■ **The records**:
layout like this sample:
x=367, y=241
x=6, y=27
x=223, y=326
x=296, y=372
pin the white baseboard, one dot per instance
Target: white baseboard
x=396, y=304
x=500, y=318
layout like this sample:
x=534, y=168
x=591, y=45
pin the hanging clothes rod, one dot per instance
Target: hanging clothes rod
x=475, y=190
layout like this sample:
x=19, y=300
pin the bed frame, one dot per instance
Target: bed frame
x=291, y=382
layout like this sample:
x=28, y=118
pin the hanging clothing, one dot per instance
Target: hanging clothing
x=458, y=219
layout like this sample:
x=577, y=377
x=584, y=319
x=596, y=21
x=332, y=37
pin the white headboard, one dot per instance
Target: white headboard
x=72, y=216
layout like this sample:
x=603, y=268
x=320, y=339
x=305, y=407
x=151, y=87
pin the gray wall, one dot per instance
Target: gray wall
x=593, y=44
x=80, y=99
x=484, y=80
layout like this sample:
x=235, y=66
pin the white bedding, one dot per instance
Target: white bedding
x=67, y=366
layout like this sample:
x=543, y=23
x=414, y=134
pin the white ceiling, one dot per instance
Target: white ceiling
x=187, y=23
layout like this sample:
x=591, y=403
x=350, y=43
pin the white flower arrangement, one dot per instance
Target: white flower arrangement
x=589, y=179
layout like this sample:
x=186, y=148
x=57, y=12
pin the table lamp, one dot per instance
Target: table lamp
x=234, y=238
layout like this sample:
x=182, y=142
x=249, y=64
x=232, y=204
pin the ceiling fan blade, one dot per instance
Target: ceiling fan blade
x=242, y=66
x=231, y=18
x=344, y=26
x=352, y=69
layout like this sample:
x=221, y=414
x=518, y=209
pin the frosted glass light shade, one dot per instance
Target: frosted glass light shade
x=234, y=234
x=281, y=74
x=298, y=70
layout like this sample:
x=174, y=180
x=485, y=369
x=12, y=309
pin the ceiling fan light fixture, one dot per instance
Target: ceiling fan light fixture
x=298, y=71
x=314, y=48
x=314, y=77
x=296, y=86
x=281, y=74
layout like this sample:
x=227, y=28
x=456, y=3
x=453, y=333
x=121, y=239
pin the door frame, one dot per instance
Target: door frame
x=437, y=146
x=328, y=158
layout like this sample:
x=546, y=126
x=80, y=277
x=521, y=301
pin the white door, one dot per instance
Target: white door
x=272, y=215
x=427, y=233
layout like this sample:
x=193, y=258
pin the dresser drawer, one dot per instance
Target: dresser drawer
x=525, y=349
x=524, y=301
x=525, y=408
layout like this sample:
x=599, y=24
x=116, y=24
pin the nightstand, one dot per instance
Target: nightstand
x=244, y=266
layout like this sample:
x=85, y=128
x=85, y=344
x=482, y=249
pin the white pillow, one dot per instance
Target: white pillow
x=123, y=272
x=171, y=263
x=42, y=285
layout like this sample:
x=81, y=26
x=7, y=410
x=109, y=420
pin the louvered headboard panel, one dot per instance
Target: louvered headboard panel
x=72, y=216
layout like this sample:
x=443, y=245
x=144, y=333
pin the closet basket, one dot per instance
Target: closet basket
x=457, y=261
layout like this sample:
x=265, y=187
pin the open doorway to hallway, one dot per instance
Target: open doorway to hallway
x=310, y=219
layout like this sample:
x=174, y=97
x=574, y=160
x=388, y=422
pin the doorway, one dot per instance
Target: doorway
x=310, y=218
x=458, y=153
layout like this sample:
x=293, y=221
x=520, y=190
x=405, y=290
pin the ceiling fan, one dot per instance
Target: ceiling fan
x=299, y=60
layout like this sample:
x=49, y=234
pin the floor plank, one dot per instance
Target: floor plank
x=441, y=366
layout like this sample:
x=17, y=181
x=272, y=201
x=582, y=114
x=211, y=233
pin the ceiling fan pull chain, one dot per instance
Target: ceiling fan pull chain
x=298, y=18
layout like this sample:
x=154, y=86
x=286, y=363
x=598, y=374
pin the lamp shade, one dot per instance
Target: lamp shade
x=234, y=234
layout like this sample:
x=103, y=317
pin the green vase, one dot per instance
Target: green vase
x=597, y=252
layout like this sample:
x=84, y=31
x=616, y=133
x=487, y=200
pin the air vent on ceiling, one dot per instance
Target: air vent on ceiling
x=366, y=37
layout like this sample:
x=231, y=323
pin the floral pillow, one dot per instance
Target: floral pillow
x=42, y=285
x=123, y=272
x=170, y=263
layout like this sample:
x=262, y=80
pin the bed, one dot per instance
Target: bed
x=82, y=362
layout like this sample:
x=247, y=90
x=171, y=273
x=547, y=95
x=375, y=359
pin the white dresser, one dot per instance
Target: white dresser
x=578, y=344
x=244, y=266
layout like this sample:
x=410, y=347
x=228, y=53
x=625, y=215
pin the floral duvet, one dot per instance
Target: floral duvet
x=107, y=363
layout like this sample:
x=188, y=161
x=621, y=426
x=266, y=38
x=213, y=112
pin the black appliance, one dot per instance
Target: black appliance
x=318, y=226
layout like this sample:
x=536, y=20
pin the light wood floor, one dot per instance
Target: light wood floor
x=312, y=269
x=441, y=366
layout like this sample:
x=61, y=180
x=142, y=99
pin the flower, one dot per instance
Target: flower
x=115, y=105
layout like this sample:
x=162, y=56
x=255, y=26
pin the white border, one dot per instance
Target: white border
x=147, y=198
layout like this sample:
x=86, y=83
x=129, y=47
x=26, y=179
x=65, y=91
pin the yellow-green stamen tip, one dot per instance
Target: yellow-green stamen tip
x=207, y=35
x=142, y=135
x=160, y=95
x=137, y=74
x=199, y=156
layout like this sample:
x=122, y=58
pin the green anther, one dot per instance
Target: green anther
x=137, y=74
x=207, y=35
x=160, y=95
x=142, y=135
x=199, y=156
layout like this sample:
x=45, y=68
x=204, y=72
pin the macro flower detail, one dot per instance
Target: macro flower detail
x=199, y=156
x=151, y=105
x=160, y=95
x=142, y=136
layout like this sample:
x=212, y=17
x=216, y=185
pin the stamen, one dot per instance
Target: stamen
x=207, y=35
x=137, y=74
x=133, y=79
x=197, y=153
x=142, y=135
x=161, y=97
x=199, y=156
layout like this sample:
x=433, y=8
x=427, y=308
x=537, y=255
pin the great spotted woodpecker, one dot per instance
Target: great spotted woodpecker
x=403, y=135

* * *

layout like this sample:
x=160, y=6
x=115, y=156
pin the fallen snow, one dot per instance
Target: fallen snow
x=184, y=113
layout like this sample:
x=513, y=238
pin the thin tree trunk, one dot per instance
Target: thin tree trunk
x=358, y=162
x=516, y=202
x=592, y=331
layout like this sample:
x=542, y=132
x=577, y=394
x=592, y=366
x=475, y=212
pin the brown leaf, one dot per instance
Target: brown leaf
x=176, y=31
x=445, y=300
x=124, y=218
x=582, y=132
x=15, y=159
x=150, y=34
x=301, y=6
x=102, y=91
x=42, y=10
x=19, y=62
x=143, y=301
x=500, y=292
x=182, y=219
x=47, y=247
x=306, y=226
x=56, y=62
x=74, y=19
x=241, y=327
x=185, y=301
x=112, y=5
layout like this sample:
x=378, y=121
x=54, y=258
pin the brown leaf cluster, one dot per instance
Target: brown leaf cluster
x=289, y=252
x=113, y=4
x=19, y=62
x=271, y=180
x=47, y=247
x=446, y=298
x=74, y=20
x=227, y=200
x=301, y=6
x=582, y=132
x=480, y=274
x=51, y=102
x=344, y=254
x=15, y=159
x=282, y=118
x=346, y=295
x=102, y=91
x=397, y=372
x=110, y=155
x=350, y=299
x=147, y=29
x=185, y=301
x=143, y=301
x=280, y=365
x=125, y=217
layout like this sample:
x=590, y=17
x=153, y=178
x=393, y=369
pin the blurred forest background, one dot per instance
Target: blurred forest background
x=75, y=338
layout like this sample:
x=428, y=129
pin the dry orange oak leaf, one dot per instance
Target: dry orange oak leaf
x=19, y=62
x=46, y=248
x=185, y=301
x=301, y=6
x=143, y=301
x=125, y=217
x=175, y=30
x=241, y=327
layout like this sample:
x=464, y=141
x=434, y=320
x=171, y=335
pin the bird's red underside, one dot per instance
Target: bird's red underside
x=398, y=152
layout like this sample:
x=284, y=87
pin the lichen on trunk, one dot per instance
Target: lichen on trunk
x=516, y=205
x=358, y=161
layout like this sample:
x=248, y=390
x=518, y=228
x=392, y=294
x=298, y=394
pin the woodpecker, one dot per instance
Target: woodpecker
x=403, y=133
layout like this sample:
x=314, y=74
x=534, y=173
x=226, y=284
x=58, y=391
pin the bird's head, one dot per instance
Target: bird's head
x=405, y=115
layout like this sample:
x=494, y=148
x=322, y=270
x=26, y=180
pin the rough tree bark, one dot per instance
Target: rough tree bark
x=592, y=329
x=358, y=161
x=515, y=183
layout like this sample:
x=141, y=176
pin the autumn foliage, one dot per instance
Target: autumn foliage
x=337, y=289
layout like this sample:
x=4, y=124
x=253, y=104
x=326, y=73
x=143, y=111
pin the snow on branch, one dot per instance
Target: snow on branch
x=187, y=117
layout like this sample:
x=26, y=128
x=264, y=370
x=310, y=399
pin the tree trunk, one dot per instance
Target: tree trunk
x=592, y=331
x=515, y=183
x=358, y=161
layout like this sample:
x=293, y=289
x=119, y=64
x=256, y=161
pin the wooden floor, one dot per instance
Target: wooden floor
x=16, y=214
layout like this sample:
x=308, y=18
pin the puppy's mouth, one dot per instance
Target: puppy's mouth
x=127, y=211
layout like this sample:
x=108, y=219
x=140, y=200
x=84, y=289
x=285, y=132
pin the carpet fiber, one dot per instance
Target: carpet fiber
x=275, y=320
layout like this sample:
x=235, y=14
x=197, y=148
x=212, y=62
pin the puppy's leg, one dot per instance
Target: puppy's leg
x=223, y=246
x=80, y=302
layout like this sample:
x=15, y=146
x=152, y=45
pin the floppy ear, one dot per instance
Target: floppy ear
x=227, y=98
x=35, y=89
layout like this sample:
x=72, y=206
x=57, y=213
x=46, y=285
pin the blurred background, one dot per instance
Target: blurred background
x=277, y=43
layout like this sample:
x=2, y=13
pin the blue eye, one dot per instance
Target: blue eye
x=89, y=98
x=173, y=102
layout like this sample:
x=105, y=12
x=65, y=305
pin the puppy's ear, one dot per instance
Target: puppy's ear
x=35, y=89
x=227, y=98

■ **Stated goal**:
Pull out each line in the entries above that contains the word "plank", copying each one in full.

■ **Correct output**:
pin the floor plank, one dot per instance
Target: floor plank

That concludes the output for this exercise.